**What to produce:**
Pull out every line in the records below that contains the word "rice".

** Begin **

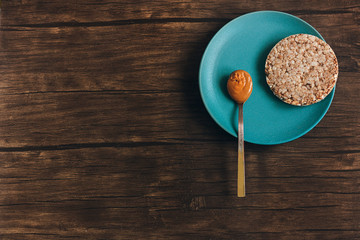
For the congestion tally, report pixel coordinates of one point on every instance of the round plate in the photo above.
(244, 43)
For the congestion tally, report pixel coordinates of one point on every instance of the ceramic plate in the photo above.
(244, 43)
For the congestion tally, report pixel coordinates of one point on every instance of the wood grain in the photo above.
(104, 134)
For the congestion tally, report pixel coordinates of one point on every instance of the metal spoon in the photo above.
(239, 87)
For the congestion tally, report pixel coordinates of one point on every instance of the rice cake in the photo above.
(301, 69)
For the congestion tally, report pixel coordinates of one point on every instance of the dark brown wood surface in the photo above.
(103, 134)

** End **
** Begin **

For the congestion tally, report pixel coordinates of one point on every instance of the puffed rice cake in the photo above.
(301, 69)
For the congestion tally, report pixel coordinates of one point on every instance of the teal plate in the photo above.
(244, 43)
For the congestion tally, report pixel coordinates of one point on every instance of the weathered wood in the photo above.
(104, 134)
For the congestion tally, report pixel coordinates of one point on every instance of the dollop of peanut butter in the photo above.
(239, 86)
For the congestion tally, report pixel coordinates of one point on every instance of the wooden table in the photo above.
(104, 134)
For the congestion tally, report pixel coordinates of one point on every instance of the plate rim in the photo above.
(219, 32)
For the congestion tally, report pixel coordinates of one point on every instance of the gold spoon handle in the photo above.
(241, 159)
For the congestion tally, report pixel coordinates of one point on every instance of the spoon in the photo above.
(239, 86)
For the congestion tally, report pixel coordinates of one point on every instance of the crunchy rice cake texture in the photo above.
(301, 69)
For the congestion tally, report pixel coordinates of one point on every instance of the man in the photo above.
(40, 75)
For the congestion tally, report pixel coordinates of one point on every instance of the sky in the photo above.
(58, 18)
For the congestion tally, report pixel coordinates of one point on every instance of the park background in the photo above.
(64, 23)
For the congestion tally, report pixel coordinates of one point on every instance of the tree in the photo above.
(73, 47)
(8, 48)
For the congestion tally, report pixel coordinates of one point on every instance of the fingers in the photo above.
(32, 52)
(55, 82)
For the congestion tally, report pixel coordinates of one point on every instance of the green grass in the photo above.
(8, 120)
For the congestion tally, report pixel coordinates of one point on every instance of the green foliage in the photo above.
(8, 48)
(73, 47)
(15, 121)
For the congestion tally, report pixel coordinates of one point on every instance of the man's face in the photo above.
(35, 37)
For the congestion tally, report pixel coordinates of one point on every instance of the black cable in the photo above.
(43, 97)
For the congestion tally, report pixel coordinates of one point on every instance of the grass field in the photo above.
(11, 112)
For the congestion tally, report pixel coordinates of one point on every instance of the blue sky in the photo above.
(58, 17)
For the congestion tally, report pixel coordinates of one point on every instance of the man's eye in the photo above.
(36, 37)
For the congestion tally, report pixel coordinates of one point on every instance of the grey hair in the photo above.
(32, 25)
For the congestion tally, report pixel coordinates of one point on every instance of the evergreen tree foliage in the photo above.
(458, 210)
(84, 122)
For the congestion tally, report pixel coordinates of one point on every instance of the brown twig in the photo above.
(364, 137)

** End **
** Begin **

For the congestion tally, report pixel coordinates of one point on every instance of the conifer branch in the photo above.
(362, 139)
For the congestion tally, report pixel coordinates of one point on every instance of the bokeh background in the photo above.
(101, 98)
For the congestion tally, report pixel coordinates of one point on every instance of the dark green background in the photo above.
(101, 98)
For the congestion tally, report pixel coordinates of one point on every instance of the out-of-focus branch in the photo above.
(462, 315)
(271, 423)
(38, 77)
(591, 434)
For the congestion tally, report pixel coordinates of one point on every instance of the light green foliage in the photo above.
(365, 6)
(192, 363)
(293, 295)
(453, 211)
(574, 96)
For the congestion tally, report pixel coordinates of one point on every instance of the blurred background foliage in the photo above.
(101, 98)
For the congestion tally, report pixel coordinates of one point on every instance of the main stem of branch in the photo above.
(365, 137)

** End **

**The reply:**
For the congestion tally, report pixel coordinates of one point on every instance of the rice cake in the photo above.
For the congestion tally, report pixel coordinates of one point on every instance of the puffed rice cake in the photo above.
For the congestion tally, report pixel coordinates of one point on every instance of the crunchy rice cake texture in the photo above.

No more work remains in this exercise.